_WHAT THE TASK REQUIRES_
The pictures are to be left out, and all remaining data is to be transcribed exactly as it appears.

DATA: Begin

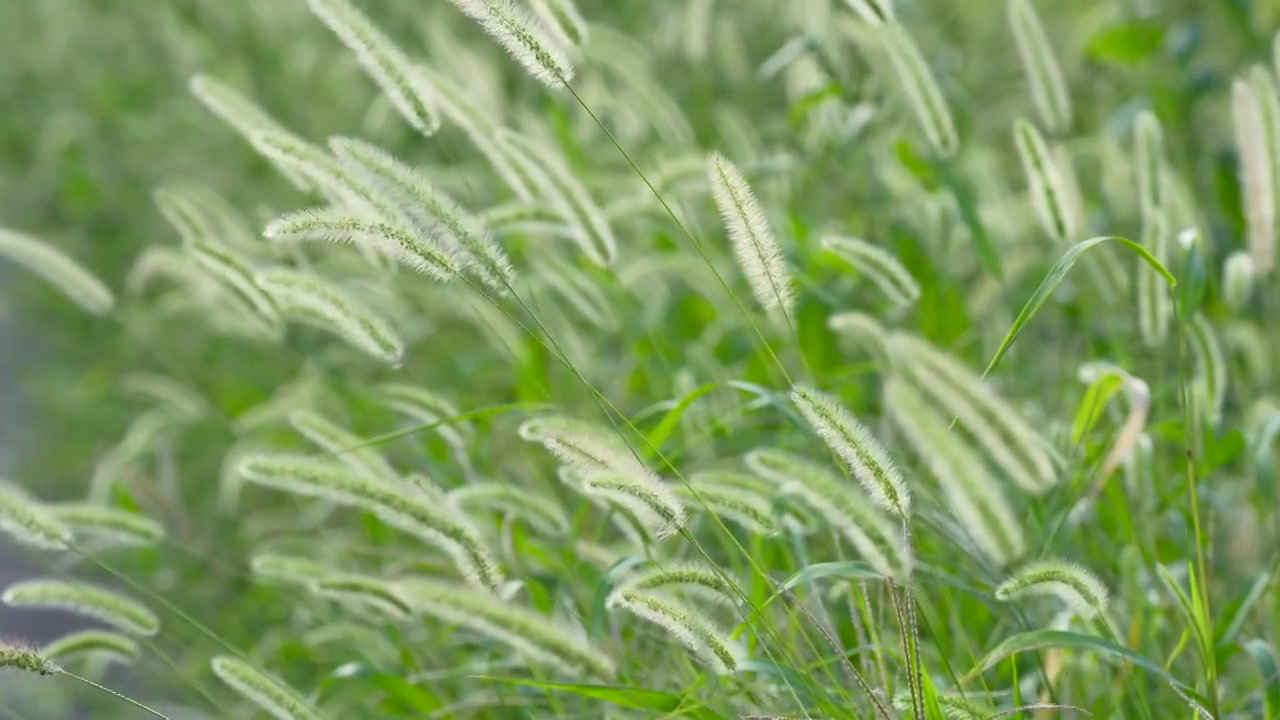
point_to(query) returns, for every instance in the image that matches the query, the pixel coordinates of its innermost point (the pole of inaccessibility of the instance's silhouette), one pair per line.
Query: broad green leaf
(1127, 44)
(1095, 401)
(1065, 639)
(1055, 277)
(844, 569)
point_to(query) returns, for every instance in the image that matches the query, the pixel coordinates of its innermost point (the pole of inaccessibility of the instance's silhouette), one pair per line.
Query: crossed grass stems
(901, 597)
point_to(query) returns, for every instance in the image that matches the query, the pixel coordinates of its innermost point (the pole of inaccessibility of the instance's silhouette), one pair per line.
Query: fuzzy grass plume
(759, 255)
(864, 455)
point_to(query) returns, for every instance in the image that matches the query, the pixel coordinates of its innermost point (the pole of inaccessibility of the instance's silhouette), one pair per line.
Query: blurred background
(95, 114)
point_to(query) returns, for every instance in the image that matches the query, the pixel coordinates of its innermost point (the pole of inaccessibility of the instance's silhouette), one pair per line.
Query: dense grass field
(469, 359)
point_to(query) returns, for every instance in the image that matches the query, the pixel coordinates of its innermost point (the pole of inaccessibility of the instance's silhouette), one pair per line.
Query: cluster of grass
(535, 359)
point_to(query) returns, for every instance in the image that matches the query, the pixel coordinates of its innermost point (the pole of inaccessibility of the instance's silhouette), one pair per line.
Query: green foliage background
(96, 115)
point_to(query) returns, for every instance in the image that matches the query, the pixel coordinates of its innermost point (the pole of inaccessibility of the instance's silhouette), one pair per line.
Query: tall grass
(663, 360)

DATA: End

_COMPLETED TASK_
point_to(query) returns, for every instance in the image that matches the query, the pixel coordinates of its innermost point (the pole of inaccessibility of the instance's silhouette), one pair per line.
Query: broad green leaf
(1127, 44)
(1095, 401)
(1065, 639)
(1055, 277)
(844, 569)
point_to(query) returns, for every instance in the image that matches the query, the pixel coordinates of its innermost point (the pole of inaccessibility of the instance's silhouette), one pair per line.
Query: crossed grass stems
(901, 597)
point_to(query) returns, for every instance in the image that matches the query, the pixel coordinates of its innermost point (the pole of inaccessibility of the instance's silhouette), one pair per line.
Query: fuzzy grass plume
(759, 255)
(864, 455)
point_to(query) returns, for every instance in the image that matches the query, the pixel coordinates of its innermost point (the pole of inaccessibility of the instance's silhouette), one pair per line.
Query: blurred background
(95, 114)
point_to(query) returns, for every instance in the image that matches the query, the pixel coordinates of its innermost point (the pole of inaccessibility of the instance's silhouette), one pair per line.
Query: dense grass field
(469, 359)
point_to(query) returns, for every instance in the image that matches the query, the pixel coordinates of its innermost point (the pole of inaccessibility of the instance's silhouette), one pair per line.
Query: cluster of grass
(535, 359)
point_to(query) returns, for every instance in the image that matches the query, the pixel coordinates of its innermost point (the pole of inaccessibility of the instance's silhouette), one pair per line.
Query: green foliage background
(96, 115)
point_to(query) returns, for every instance in the image that matches the query, the pixel coordinates of its innermost point (the pole of inaccessibility of the instance's silhouette), one pair per line.
Query: tall grass
(663, 360)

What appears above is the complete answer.